- [Extrait fourni]:
>>

LE CRI DU COEUR DE JEHNNY BETH

Lopocomar
25 min. de lecture

5 ans après son To Love Is To Live, Jehnny Beth revient avec un nouvel album solo. Finie la pandémie, la voici enfin à la tête de concerts en tête d’affiche avec un disque frontal et profondément rock

Un nouveau départ

To Love Is To Live était un album radicalement différent, orienté vers l’aspect poétique de ton écriture et le spoken word. Ici, on a droit à un retour à un rock frontal. 
Le disque précédent sort en pleine pandémie donc on ne peut rien faire. C’était donc une sorte de deuil dans une période où c’est émotionnellement et financièrement compliqué. Quand les portes se ré-ouvrent, Johnny Hostile a l’opportunité de tourner avec Nick Cave et Warren Ellis. C’est la première fois où je le vois sur scène de cette manière, sans être avec lui pour John & Jehn ou quelques fois en première partie de Savages.

<<

- [Données brutes]:
>>

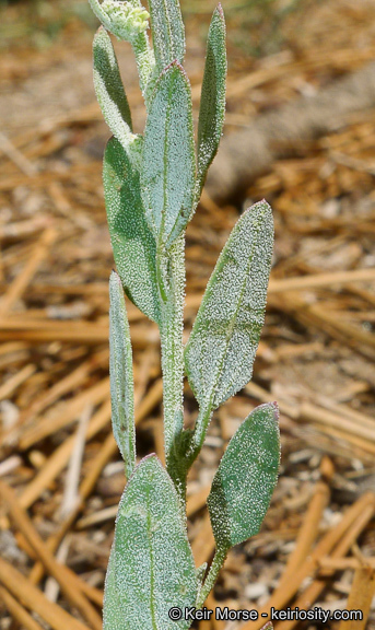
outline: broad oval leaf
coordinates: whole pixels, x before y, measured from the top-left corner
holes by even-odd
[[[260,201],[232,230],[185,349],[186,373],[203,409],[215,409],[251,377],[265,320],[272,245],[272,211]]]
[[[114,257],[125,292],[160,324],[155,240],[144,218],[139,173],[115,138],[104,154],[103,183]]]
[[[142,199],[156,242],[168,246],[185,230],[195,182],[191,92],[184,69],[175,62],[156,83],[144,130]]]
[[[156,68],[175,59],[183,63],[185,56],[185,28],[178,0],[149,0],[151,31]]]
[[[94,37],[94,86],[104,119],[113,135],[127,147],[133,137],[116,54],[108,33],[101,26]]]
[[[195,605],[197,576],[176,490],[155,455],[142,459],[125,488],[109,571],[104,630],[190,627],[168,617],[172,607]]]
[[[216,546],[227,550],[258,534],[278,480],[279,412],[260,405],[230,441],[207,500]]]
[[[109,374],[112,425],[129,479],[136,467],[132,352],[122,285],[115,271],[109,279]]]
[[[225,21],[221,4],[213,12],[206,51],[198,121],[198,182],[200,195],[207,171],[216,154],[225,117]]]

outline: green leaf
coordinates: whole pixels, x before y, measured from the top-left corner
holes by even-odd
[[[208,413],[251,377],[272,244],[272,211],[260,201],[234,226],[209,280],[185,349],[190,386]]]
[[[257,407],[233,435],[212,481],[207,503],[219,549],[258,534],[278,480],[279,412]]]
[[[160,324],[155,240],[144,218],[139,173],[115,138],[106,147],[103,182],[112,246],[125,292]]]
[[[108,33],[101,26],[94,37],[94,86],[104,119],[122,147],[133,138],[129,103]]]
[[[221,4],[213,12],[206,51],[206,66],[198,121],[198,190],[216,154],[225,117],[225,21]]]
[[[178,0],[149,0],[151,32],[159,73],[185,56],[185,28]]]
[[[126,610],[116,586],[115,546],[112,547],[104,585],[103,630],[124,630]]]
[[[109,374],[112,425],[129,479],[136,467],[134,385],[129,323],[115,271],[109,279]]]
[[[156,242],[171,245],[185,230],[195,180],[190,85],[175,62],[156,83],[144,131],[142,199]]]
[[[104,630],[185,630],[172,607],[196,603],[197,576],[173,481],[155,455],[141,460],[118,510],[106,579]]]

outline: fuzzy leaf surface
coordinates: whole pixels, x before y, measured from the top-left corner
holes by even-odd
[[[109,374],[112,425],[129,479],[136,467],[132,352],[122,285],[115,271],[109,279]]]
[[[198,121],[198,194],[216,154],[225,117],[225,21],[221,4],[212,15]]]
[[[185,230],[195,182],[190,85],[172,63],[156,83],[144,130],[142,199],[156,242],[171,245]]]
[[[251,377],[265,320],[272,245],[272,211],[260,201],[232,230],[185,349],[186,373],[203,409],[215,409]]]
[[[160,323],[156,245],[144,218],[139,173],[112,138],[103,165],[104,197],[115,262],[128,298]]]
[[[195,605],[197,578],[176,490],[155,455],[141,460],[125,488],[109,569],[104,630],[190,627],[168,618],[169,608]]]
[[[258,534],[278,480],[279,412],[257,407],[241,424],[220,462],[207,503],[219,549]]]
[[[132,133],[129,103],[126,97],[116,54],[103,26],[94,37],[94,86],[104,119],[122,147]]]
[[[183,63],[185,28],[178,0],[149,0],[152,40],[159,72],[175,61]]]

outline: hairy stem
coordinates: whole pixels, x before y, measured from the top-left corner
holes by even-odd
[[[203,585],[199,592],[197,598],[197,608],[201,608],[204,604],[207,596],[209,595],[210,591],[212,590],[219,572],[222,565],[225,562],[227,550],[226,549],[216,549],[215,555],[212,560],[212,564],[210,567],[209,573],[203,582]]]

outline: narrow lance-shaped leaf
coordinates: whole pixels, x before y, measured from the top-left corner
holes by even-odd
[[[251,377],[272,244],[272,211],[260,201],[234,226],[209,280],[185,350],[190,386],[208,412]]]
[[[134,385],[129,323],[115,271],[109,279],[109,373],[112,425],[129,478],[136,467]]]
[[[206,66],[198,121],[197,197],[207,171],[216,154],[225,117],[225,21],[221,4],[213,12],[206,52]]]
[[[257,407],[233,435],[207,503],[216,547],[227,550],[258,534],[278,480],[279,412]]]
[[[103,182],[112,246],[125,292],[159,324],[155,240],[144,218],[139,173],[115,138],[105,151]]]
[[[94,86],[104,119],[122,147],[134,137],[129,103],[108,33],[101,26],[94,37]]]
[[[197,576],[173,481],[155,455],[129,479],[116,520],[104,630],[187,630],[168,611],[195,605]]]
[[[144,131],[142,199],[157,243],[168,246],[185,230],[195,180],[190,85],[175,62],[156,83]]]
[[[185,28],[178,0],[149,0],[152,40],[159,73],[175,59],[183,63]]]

<<

- [Exercice proposé A]: Dans l'article sur Jehnny Beth, avec qui Johnny Hostile a-t-il l'occasion de partir en tournée quand les portes se rouvrent ?
- [Exercice proposé B]: Reprenez l'article sur Jehnny Beth juste après sa dernière phrase et poursuivez-en le texte.

- [Réponse finale A]: Avec Nick Cave et Warren Ellis.

- [Réponse finale B]:
Je l’ai trouvé magnifique dans ce contexte multi-instrumentiste. Ensuite, on a enchaîné les premières parties avec Idles, Depeche Mode en Europe et les Queens of the Stone Age aux États-Unis avec les Viagra Boys. C’est dans cette tournée que l’on a découvert cette scène actuelle du métal / post-hardcore avec des groupes comme Scowl, Gel, Turnstile ou encore Korn qui tourne encore.
J’ai trouvé ça hyper inspirant et le public avait un rapport à ma musique en cohérence avec ce que je cherchais. C’était comme une symbiose et un grand réveil que j’attendais. L’album démarre donc sur cette intuition.
L’an dernier, Johnny Hostile m’avait dit qu’un album complet était fini et mis de côté. 
Je n’en parle jamais car personne ne le sait mais oui, ce disque s’appelle Stranger. Il y a une seule copie vinyle dans le monde que j’ai édité pour le designer de la pochette, Brian Rottinger. Il a aussi réalisé la pochette de You Heartbreaker, You et a travaillé aussi bien avec le hardcore qu’avec Liars, Rihanna et Jay-Z.
L’album était fini de A à Z mais on n’a jamais trouvé d’acheteur. Avec mon manager, on cherchait à comprendre pourquoi. J’avais réalisé un court-métrage pour accompagner ce disque qui avait été présenté au festival de Cannes mais tout ça semblait trop dissocié du projet Jehnny Beth et les maisons de disques n’arrivaient pas à savoir comment le vendre.
Jusqu’à mon réveil sur scène et ce sentiment d’urgence et on a pu s’y mettre.
Des morceaux comme ‘Amazing Life‘ ou ‘More Adrenaline‘ qu’on entend dans ton EP live font donc partie de cet album non publié ?
C’était bien ça !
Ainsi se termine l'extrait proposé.